Records contained in a dataset
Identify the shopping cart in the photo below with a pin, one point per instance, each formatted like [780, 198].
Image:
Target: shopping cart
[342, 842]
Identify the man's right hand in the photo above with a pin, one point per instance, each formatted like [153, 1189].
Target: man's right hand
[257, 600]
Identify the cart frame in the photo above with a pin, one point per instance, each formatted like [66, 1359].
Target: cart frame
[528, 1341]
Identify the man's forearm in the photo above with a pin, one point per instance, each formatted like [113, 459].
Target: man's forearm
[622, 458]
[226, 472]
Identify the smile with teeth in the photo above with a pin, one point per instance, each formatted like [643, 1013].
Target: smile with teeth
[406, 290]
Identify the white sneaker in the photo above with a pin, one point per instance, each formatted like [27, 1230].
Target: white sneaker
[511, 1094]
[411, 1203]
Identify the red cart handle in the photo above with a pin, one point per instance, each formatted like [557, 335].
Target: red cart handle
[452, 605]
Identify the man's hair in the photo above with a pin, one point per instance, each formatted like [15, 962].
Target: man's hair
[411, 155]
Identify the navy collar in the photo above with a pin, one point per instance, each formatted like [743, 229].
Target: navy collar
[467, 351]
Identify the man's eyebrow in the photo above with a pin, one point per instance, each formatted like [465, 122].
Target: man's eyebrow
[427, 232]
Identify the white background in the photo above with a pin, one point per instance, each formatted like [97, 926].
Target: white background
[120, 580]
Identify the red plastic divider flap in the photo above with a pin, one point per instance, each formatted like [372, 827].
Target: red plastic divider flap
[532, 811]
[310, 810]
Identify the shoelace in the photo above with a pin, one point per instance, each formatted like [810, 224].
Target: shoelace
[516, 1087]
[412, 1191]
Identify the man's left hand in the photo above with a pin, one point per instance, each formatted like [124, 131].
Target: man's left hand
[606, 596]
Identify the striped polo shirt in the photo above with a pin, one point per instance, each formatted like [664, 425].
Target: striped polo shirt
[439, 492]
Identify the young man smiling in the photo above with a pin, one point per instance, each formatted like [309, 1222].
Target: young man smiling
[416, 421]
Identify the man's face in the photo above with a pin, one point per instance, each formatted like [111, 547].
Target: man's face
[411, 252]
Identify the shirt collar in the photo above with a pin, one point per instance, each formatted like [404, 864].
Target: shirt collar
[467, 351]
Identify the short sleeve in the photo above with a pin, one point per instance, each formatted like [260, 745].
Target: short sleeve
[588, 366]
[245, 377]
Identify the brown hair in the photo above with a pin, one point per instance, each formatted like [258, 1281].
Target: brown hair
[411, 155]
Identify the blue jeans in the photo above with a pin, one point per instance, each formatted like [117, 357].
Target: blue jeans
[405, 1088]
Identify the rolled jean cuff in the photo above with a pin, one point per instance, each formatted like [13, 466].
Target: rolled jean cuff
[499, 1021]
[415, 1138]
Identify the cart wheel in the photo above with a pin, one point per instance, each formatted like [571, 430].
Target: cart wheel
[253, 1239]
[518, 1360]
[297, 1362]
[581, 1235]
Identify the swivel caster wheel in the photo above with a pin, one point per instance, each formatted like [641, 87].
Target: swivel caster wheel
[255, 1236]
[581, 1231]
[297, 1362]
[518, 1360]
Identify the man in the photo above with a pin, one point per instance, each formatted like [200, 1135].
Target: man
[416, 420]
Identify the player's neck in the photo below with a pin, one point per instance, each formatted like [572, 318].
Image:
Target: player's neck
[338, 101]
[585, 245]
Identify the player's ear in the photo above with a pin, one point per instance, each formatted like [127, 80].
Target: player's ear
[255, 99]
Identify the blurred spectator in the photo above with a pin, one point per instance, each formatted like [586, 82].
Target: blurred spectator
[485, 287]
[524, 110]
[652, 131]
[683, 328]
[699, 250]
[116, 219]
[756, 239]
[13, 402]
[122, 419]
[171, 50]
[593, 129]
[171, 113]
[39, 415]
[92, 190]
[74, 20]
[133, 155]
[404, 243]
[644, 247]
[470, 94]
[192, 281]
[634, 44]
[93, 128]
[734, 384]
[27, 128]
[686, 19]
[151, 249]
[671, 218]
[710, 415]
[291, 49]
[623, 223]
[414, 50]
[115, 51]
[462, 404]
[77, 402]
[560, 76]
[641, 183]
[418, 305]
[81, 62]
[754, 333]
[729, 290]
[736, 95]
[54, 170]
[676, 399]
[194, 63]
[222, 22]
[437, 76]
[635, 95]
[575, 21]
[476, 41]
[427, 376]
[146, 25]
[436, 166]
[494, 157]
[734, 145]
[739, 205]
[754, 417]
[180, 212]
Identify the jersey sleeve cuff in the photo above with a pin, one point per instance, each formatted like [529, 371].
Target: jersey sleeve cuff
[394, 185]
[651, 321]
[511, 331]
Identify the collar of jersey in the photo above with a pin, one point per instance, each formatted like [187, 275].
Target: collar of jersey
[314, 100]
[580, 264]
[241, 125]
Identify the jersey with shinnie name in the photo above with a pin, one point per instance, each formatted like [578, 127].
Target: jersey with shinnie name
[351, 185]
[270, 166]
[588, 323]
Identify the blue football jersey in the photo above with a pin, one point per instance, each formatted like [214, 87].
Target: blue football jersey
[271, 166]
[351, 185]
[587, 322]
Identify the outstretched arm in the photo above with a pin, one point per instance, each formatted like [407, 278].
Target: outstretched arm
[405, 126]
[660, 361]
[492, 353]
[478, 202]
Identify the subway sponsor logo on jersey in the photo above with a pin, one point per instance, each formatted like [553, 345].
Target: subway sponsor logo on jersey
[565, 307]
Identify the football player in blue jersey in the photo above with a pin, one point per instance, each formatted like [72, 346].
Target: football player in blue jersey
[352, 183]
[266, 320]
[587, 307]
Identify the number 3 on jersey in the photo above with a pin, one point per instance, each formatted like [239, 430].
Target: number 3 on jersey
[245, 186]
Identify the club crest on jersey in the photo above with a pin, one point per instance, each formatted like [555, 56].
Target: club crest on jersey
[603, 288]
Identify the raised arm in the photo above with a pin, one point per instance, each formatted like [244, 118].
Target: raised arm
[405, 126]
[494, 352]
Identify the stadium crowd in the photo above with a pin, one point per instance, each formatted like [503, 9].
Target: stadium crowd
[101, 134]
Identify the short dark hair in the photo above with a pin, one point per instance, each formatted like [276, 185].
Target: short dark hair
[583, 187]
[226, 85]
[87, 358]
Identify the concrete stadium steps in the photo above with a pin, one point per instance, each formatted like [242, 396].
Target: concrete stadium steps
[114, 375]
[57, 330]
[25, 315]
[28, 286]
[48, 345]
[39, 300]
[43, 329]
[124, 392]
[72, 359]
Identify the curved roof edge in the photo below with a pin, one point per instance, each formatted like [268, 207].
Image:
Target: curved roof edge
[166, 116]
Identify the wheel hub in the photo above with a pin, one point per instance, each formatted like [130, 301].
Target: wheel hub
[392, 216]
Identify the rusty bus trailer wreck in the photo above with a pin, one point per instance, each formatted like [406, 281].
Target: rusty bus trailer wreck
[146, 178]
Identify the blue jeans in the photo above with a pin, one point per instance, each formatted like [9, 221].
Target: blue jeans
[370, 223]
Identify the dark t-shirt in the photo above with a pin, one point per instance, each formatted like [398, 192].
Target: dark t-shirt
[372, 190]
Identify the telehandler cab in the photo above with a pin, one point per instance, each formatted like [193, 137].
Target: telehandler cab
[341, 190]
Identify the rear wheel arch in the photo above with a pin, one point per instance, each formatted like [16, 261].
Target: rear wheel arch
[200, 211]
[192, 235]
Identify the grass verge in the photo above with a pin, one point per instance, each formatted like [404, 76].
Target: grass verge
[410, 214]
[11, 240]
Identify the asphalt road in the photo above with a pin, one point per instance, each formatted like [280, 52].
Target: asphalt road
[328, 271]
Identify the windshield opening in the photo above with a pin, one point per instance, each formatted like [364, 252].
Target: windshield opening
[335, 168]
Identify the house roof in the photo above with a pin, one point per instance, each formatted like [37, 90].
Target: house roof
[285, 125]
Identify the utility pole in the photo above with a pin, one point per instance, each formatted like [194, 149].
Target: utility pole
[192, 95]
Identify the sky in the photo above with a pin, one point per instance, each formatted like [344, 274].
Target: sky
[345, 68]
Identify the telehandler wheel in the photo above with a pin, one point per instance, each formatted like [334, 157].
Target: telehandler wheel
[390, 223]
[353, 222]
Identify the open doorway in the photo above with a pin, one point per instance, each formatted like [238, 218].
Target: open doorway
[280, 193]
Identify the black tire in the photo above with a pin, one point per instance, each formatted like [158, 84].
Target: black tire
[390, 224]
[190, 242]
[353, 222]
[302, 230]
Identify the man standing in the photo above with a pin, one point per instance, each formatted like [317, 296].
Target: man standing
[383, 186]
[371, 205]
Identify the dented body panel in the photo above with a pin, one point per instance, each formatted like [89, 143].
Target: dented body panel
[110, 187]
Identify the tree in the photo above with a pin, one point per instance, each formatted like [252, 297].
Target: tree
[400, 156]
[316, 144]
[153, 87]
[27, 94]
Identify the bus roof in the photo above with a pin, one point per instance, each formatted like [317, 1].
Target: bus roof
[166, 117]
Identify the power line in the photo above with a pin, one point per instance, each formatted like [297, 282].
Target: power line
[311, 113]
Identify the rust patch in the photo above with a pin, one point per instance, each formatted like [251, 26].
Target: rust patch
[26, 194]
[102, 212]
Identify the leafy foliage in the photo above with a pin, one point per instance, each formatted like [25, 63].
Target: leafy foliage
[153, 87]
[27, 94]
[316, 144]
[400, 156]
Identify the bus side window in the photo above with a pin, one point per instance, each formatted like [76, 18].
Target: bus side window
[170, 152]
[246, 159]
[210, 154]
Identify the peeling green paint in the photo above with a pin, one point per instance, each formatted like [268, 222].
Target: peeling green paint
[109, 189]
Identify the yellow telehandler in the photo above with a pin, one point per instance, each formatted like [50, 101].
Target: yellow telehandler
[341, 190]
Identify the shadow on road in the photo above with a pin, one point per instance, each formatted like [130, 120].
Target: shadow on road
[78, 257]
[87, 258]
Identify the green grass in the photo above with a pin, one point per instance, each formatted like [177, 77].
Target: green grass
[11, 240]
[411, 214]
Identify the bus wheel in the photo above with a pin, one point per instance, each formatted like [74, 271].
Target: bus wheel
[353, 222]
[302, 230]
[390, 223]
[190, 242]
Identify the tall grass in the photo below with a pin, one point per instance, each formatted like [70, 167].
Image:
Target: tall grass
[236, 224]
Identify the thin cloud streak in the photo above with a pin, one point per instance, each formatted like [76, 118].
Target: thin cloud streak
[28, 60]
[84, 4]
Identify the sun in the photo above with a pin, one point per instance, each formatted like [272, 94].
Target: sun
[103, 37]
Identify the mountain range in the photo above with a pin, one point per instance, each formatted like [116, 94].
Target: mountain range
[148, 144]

_Exercise_
Write down again, exactly as given, only the lines above that fall from the line with "Identify the jersey sleeve" to the line with "Identify the jersey with", inclusive.

_Answer section_
Identify the jersey sleeve cuff in the photo above with a pin, one point per instance, each formatted like [529, 371].
Target: jersey sleeve cuff
[394, 185]
[651, 321]
[511, 331]
Identify the collar of jersey in the photo above with a pin, one point per instance, each formatted like [187, 275].
Target: collar of jersey
[314, 100]
[580, 264]
[241, 125]
Identify the jersey with shinnie name in the photo above with a pin, one point per instance, each formatted like [578, 127].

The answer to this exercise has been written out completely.